▸ **Extract to read**:
○ ○ ○ ○ ○
Multicore problem

comp.lang.ada
 help / color / mirror / Atom feed

* Multicore problem
@ 2010-03-09 17:48 Anatoly Chernyshev
  2010-03-09 18:10 ` Niklas Holsti
  0 siblings, 1 reply; 8+ messages in thread
From: Anatoly Chernyshev @ 2010-03-09 17:48 UTC (permalink / raw)


Hello, everyone,

Here is the following problem: large 3D array, which can be processed
in parallel. Naturally, I was trying to make use of 2 cores on my
processor by splitting the whole calculation into several parallel
tasks. Strangely, I could actually see that the program utilizes both
cores now (even not by 100% as I wished), but the computation time
increases more than 2 times when there are 2 tasks are running on 2
cores. During calculation any 2 or more tasks can occasionally modify
the same array member, for which a protected type is introduced.

Here are results of benchmarking for my 2 core system (Intel P4 Dual
Core, Win XP SP3):

1 task (50% total proc. load): 680 sec.
2 tasks (70-93% load): 1520 sec.
4 tasks (70-93% load): 1195 sec.

Any ideas on why it might happen and how to get around it?

Thank you.



^ permalink raw reply	[flat|nested] 8+ messages in thread

* Re: Multicore problem
  2010-03-09 17:48 Multicore problem Anatoly Chernyshev
@ 2010-03-09 18:10 ` Niklas Holsti
  2010-03-09 18:48   ` Anatoly Chernyshev
  0 siblings, 1 reply; 8+ messages in thread
From: Niklas Holsti @ 2010-03-09 18:10 UTC (permalink / raw)


Anatoly Chernyshev wrote:
> Hello, everyone,
> 
> Here is the following problem: large 3D array, which can be processed
> in parallel. Naturally, I was trying to make use of 2 cores on my
> processor by splitting the whole calculation into several parallel
> tasks. Strangely, I could actually see that the program utilizes both
> cores now (even not by 100% as I wished), but the computation time
> increases more than 2 times when there are 2 tasks are running on 2
> cores. During calculation any 2 or more tasks can occasionally modify
> the same array member, for which a protected type is introduced.
> 
> Here are results of benchmarking for my 2 core system (Intel P4 Dual
> Core, Win XP SP3):
> 
> 1 task (50% total proc. load): 680 sec.
> 2 tasks (70-93% load): 1520 sec.
> 4 tasks (70-93% load): 1195 sec.
> 
> Any ideas on why it might happen and how to get around it?

Perhaps the two tasks/cores are competing for data-cache space, and 
causing more cache misses than if a single task/core is active?

How large is your 3D array, compared to the cache?

If this is the problem, you could try to divide the whole problem into 
slices so that each slice processes a part of the 3D array that *can* 
fit in the cache, but can also be processed in parallel by two 
tasks/cores. Not knowing what your processing actually does I can't say 
more about how to slice the problem.
○ ○ ○ ○ ○
▸ **Given information**:
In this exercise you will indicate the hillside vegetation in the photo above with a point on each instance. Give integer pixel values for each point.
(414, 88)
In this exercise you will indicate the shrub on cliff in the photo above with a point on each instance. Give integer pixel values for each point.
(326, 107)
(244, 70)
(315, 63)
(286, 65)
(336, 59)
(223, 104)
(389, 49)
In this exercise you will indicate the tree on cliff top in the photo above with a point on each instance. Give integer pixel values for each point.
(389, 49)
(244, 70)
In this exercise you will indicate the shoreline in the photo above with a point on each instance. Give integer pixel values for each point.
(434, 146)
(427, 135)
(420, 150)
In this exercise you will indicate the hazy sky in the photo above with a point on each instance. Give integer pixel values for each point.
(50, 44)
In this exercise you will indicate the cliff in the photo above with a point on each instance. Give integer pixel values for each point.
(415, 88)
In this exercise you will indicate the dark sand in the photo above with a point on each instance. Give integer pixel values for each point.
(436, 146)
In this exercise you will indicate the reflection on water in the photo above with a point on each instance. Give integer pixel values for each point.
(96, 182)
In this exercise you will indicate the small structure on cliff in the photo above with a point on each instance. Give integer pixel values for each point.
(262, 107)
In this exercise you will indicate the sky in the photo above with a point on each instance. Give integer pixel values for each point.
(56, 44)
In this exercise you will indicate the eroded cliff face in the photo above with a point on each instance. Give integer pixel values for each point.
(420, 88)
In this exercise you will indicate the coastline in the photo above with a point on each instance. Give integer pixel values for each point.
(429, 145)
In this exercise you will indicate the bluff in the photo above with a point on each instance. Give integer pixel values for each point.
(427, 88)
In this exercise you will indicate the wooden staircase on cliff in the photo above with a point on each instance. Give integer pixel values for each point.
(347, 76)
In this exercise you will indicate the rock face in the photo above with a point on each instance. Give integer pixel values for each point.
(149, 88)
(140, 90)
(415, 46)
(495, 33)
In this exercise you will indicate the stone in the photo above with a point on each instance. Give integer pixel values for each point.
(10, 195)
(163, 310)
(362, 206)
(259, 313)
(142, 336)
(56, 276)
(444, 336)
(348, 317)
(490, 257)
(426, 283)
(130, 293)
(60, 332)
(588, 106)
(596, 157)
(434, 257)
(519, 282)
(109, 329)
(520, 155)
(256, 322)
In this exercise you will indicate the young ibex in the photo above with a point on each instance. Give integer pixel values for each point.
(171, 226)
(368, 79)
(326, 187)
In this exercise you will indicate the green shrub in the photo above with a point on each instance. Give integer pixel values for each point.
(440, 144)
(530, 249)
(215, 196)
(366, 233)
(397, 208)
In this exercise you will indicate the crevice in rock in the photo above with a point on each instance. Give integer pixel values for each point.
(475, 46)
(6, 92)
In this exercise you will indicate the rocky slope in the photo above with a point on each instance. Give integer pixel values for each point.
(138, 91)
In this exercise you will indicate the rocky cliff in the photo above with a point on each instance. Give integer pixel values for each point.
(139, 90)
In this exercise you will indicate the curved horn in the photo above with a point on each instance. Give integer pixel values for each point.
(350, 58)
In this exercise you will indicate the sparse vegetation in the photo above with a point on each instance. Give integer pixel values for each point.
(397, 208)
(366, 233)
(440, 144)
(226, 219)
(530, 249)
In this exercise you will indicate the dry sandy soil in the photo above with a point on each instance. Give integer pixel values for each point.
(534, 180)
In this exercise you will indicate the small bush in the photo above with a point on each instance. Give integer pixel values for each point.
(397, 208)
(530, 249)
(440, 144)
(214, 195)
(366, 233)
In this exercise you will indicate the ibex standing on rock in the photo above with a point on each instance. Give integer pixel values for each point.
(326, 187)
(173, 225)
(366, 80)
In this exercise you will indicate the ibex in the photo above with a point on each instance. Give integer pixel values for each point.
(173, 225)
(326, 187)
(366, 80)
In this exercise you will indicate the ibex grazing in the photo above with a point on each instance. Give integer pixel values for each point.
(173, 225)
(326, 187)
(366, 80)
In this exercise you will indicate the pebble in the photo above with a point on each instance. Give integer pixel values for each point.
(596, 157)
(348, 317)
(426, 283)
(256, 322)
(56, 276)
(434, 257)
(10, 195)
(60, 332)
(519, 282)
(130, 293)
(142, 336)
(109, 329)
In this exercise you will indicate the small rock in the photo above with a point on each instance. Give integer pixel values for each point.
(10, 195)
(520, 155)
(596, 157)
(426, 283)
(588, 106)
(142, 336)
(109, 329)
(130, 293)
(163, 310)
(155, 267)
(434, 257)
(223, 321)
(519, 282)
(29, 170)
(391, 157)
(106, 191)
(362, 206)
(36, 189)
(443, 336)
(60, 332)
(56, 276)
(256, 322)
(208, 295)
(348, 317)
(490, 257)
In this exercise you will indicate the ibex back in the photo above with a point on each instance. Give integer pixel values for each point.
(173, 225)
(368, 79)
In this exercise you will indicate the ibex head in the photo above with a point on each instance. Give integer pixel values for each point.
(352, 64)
○ ○ ○ ○ ○
▸ **Written task**:
Answer these from the multicore thread:
(a) How many seconds did the run with 4 tasks take?
(b) On what processor and operating system were the benchmarks run?
(c) What does the reply suggest the two tasks/cores may be competing for?

▸ **Solution below**:
(a) 1195 seconds.
(b) An Intel P4 Dual Core running Win XP SP3.
(c) Data-cache space.